* **REQUEST**: Pick out each line in the records below that contains the string "roof" and copy those lines.

* **THE RECORDS**:
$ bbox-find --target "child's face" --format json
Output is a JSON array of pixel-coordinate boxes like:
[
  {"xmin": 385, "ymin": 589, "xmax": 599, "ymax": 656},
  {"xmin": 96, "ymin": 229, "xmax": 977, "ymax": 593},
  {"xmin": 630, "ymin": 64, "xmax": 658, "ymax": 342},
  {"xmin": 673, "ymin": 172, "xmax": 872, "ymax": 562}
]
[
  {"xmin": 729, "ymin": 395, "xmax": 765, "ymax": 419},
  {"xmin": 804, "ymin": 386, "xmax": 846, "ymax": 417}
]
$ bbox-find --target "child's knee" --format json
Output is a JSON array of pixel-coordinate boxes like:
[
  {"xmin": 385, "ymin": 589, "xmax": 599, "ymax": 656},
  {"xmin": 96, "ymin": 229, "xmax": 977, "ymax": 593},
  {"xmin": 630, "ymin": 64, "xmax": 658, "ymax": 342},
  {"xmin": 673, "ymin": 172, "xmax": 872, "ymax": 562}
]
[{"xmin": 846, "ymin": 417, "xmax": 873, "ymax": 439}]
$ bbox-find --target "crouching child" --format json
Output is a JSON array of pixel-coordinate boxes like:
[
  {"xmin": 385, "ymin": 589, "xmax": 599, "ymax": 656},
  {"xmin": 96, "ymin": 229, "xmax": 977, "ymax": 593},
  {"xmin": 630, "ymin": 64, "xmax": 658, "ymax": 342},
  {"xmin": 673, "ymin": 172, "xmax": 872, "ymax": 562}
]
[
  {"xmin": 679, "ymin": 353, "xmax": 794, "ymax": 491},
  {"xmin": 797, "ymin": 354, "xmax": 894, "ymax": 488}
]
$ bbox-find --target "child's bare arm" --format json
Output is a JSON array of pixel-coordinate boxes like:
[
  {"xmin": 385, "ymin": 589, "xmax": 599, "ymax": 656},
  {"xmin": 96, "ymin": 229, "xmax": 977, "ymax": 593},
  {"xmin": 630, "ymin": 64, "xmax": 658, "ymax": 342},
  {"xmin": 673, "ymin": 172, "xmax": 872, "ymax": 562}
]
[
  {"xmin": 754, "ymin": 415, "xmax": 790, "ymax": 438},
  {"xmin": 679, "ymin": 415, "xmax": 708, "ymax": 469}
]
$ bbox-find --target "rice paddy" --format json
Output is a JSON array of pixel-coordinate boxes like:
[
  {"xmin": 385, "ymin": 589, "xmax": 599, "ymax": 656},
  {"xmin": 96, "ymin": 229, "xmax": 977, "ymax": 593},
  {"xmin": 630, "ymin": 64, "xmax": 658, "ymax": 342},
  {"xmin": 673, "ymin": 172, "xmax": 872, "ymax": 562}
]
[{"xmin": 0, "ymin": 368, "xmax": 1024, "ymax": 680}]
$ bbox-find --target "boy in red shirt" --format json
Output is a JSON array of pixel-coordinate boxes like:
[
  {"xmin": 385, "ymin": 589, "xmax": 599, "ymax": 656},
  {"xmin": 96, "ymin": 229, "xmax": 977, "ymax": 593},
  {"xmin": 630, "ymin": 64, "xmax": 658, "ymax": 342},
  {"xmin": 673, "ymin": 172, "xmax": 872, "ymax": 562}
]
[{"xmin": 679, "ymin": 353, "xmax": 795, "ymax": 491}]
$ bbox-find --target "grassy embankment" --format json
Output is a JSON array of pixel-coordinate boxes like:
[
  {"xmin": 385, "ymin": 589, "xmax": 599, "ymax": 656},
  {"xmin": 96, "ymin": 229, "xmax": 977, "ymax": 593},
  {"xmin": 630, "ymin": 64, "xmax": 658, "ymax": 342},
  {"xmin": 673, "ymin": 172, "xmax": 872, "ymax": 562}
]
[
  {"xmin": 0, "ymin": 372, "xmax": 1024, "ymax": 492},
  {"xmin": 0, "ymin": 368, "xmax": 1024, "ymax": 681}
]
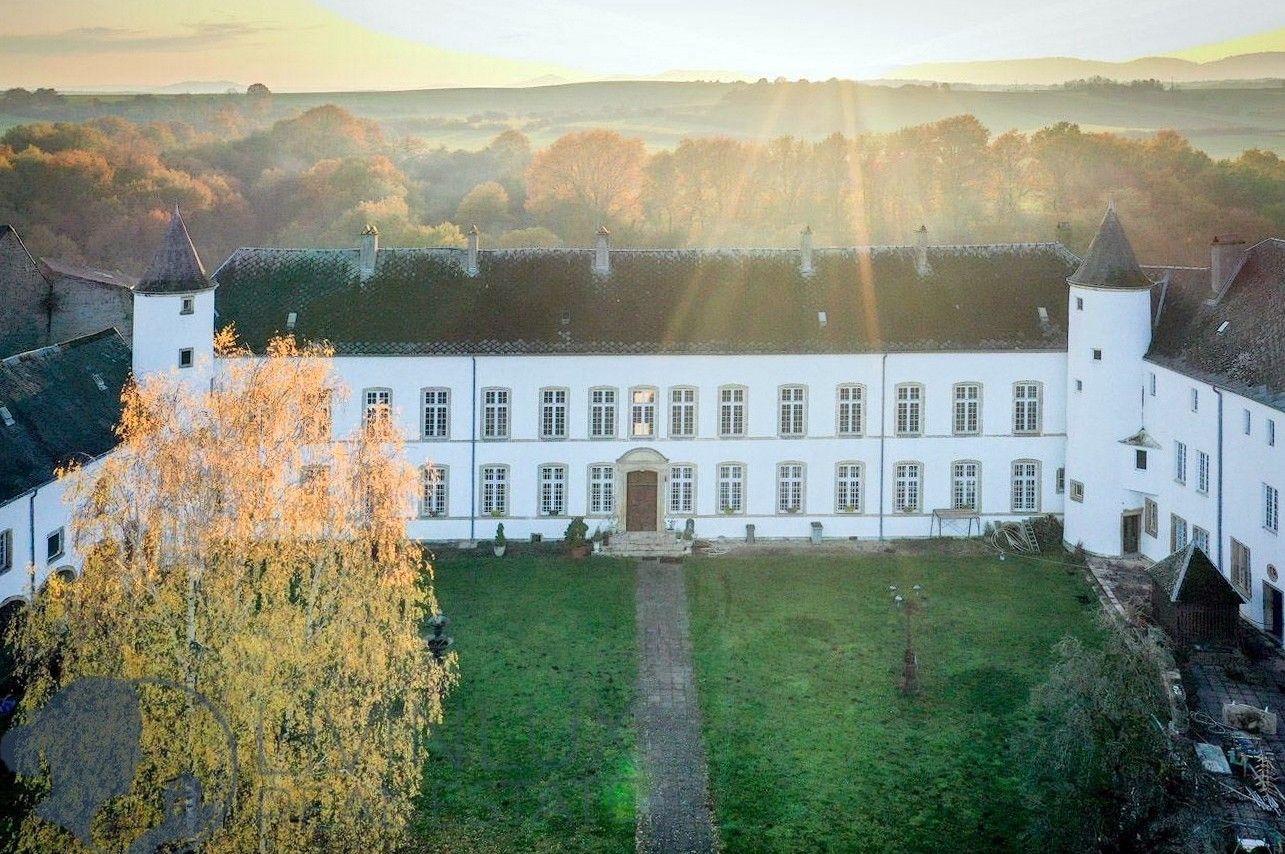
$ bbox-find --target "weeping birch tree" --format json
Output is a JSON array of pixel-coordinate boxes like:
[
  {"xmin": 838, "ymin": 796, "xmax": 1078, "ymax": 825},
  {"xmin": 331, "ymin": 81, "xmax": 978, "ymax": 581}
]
[{"xmin": 5, "ymin": 334, "xmax": 455, "ymax": 851}]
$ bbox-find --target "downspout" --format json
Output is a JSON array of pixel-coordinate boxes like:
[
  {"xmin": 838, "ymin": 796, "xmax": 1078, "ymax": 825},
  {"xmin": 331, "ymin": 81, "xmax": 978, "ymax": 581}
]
[
  {"xmin": 27, "ymin": 487, "xmax": 40, "ymax": 602},
  {"xmin": 469, "ymin": 356, "xmax": 478, "ymax": 541},
  {"xmin": 879, "ymin": 353, "xmax": 888, "ymax": 539},
  {"xmin": 1210, "ymin": 385, "xmax": 1222, "ymax": 571}
]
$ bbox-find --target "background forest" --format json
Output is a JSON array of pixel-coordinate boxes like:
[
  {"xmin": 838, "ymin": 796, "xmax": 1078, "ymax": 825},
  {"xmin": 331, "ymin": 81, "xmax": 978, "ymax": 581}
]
[{"xmin": 0, "ymin": 83, "xmax": 1285, "ymax": 274}]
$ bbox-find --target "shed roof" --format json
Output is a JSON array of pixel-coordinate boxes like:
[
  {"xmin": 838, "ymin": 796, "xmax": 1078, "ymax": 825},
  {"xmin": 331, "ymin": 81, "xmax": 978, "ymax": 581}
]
[
  {"xmin": 1146, "ymin": 542, "xmax": 1246, "ymax": 604},
  {"xmin": 213, "ymin": 243, "xmax": 1076, "ymax": 354},
  {"xmin": 0, "ymin": 329, "xmax": 130, "ymax": 503}
]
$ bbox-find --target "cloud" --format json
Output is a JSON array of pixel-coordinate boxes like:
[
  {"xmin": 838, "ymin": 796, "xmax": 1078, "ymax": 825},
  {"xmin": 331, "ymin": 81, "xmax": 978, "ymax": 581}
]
[{"xmin": 0, "ymin": 22, "xmax": 276, "ymax": 57}]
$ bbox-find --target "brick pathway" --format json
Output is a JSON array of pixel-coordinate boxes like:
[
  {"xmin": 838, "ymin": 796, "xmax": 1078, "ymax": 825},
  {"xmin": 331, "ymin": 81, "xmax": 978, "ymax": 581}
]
[{"xmin": 635, "ymin": 560, "xmax": 717, "ymax": 854}]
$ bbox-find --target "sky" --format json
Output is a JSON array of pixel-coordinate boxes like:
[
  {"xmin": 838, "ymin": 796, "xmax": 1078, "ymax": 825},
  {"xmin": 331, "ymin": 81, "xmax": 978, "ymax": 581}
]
[{"xmin": 0, "ymin": 0, "xmax": 1285, "ymax": 90}]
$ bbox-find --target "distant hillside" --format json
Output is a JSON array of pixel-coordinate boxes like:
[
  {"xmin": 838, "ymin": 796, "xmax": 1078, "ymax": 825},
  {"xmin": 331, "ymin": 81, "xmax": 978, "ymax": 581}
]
[{"xmin": 888, "ymin": 50, "xmax": 1285, "ymax": 86}]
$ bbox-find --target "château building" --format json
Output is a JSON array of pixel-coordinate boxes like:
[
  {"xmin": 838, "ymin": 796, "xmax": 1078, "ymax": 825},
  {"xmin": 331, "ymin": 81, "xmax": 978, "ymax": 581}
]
[{"xmin": 0, "ymin": 208, "xmax": 1285, "ymax": 638}]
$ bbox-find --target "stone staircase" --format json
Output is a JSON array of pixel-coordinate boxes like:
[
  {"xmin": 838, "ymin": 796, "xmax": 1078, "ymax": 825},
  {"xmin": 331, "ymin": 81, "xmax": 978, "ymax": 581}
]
[{"xmin": 603, "ymin": 530, "xmax": 691, "ymax": 557}]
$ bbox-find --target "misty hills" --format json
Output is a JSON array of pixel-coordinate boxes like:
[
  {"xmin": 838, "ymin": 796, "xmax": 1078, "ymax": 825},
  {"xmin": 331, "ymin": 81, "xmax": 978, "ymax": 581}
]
[{"xmin": 888, "ymin": 50, "xmax": 1285, "ymax": 86}]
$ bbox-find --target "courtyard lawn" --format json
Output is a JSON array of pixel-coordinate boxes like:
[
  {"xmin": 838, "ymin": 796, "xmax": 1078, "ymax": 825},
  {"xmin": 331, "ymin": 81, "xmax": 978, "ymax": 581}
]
[
  {"xmin": 414, "ymin": 555, "xmax": 639, "ymax": 851},
  {"xmin": 687, "ymin": 555, "xmax": 1097, "ymax": 851}
]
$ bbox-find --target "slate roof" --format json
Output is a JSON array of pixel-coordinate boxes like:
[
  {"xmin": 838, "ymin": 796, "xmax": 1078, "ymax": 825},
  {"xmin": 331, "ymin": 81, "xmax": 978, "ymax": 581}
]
[
  {"xmin": 1148, "ymin": 238, "xmax": 1285, "ymax": 411},
  {"xmin": 1067, "ymin": 204, "xmax": 1151, "ymax": 290},
  {"xmin": 0, "ymin": 329, "xmax": 130, "ymax": 503},
  {"xmin": 1146, "ymin": 542, "xmax": 1245, "ymax": 604},
  {"xmin": 134, "ymin": 208, "xmax": 213, "ymax": 294},
  {"xmin": 213, "ymin": 243, "xmax": 1077, "ymax": 354}
]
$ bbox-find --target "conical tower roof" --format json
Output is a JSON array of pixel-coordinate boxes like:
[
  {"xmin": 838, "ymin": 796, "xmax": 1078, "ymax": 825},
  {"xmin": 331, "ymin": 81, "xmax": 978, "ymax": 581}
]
[
  {"xmin": 134, "ymin": 208, "xmax": 215, "ymax": 294},
  {"xmin": 1067, "ymin": 204, "xmax": 1151, "ymax": 290}
]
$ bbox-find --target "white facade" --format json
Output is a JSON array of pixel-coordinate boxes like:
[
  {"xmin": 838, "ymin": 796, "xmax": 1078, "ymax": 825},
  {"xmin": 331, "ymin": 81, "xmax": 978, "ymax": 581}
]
[
  {"xmin": 326, "ymin": 352, "xmax": 1065, "ymax": 539},
  {"xmin": 0, "ymin": 462, "xmax": 96, "ymax": 607}
]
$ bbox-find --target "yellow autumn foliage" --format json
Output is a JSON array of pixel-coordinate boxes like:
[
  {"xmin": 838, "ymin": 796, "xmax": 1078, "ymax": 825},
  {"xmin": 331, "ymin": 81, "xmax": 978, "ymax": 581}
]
[{"xmin": 7, "ymin": 333, "xmax": 455, "ymax": 851}]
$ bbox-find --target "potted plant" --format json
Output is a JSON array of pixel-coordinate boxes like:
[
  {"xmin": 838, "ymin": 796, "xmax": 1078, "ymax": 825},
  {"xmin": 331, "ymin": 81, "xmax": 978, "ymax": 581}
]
[
  {"xmin": 563, "ymin": 516, "xmax": 589, "ymax": 560},
  {"xmin": 491, "ymin": 521, "xmax": 509, "ymax": 557}
]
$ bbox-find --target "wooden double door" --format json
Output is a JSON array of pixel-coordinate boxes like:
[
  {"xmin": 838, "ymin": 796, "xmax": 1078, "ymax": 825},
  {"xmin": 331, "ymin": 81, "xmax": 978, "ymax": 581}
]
[{"xmin": 625, "ymin": 471, "xmax": 659, "ymax": 530}]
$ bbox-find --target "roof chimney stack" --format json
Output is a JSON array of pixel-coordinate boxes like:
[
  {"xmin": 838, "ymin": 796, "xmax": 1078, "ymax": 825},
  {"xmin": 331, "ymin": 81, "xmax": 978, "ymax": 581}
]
[
  {"xmin": 915, "ymin": 225, "xmax": 933, "ymax": 279},
  {"xmin": 464, "ymin": 226, "xmax": 481, "ymax": 276},
  {"xmin": 357, "ymin": 223, "xmax": 379, "ymax": 281},
  {"xmin": 1209, "ymin": 234, "xmax": 1248, "ymax": 297},
  {"xmin": 799, "ymin": 226, "xmax": 816, "ymax": 276},
  {"xmin": 594, "ymin": 225, "xmax": 612, "ymax": 276}
]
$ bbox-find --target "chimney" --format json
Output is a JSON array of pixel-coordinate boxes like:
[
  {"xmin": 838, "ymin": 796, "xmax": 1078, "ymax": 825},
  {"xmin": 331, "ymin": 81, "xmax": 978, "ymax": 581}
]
[
  {"xmin": 1209, "ymin": 234, "xmax": 1248, "ymax": 297},
  {"xmin": 464, "ymin": 226, "xmax": 479, "ymax": 276},
  {"xmin": 357, "ymin": 223, "xmax": 379, "ymax": 281},
  {"xmin": 594, "ymin": 225, "xmax": 612, "ymax": 276},
  {"xmin": 915, "ymin": 225, "xmax": 933, "ymax": 279}
]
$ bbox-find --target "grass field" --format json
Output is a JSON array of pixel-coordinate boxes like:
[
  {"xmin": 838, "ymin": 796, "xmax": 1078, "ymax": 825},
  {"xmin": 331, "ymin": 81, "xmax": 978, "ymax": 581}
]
[
  {"xmin": 415, "ymin": 555, "xmax": 637, "ymax": 853},
  {"xmin": 687, "ymin": 555, "xmax": 1097, "ymax": 851}
]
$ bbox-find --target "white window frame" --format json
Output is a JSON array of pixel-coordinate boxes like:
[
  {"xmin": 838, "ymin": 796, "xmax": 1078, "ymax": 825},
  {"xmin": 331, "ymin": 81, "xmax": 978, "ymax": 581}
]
[
  {"xmin": 419, "ymin": 462, "xmax": 450, "ymax": 519},
  {"xmin": 361, "ymin": 385, "xmax": 393, "ymax": 426},
  {"xmin": 714, "ymin": 462, "xmax": 745, "ymax": 516},
  {"xmin": 834, "ymin": 460, "xmax": 866, "ymax": 514},
  {"xmin": 834, "ymin": 383, "xmax": 866, "ymax": 435},
  {"xmin": 478, "ymin": 465, "xmax": 511, "ymax": 518},
  {"xmin": 536, "ymin": 462, "xmax": 567, "ymax": 519},
  {"xmin": 951, "ymin": 460, "xmax": 982, "ymax": 512},
  {"xmin": 482, "ymin": 385, "xmax": 513, "ymax": 442},
  {"xmin": 45, "ymin": 527, "xmax": 67, "ymax": 564},
  {"xmin": 419, "ymin": 387, "xmax": 451, "ymax": 440},
  {"xmin": 1169, "ymin": 512, "xmax": 1190, "ymax": 553},
  {"xmin": 718, "ymin": 385, "xmax": 749, "ymax": 439},
  {"xmin": 589, "ymin": 385, "xmax": 621, "ymax": 439},
  {"xmin": 630, "ymin": 385, "xmax": 660, "ymax": 439},
  {"xmin": 1009, "ymin": 458, "xmax": 1043, "ymax": 514},
  {"xmin": 776, "ymin": 460, "xmax": 807, "ymax": 516},
  {"xmin": 892, "ymin": 460, "xmax": 924, "ymax": 515},
  {"xmin": 540, "ymin": 385, "xmax": 571, "ymax": 440},
  {"xmin": 669, "ymin": 462, "xmax": 696, "ymax": 515},
  {"xmin": 669, "ymin": 385, "xmax": 700, "ymax": 439},
  {"xmin": 776, "ymin": 384, "xmax": 807, "ymax": 439},
  {"xmin": 951, "ymin": 381, "xmax": 982, "ymax": 435},
  {"xmin": 1191, "ymin": 525, "xmax": 1209, "ymax": 555},
  {"xmin": 1013, "ymin": 380, "xmax": 1043, "ymax": 435},
  {"xmin": 893, "ymin": 383, "xmax": 924, "ymax": 437},
  {"xmin": 587, "ymin": 462, "xmax": 616, "ymax": 516},
  {"xmin": 1142, "ymin": 498, "xmax": 1160, "ymax": 539}
]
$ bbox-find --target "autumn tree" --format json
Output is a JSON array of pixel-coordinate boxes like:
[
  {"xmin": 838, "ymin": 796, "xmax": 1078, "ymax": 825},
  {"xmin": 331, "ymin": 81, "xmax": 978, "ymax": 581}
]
[
  {"xmin": 527, "ymin": 130, "xmax": 646, "ymax": 239},
  {"xmin": 5, "ymin": 334, "xmax": 455, "ymax": 851}
]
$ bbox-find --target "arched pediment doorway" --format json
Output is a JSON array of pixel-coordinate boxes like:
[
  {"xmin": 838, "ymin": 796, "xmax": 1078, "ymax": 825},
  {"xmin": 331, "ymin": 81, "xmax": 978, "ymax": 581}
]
[{"xmin": 616, "ymin": 448, "xmax": 669, "ymax": 532}]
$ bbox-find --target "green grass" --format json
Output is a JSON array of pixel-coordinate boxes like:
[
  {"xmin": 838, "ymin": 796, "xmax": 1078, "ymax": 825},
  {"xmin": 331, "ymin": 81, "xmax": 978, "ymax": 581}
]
[
  {"xmin": 415, "ymin": 555, "xmax": 639, "ymax": 851},
  {"xmin": 687, "ymin": 555, "xmax": 1097, "ymax": 851}
]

* **FULL OUTPUT**:
$ bbox-find --target "shed roof" --format json
$ bbox-find --target "slate roof" --format json
$ bbox-find --target "conical tower roof" --format json
$ bbox-find --target "roof chimney stack" --format json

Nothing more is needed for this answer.